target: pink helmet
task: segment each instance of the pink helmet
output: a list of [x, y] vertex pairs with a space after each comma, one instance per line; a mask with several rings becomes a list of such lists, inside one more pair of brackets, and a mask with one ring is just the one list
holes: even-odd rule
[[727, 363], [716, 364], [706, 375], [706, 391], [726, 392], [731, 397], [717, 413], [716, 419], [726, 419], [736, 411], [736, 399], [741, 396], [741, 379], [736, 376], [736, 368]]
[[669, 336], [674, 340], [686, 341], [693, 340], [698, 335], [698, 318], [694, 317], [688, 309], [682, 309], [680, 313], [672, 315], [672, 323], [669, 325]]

TASK TO COMPLETE -> Recast every entry above as a numbered list, leaving out any blank lines.

FINISHED EXERCISE ->
1. target: pink helmet
2. task: segment each instance of the pink helmet
3. output: a list of [x, y] vertex pairs with a space after each comma, one instance per line; a mask with several rings becomes a list of such lists, inside one more pair of brackets, and a mask with one ring is just the one list
4. holes: even-odd rule
5. [[727, 363], [716, 364], [706, 375], [706, 391], [726, 392], [731, 397], [717, 413], [716, 419], [726, 419], [736, 411], [736, 399], [741, 396], [741, 379], [736, 376], [736, 368]]
6. [[669, 336], [674, 340], [686, 341], [693, 340], [698, 335], [698, 318], [694, 317], [688, 309], [682, 309], [680, 313], [672, 315], [672, 323], [669, 325]]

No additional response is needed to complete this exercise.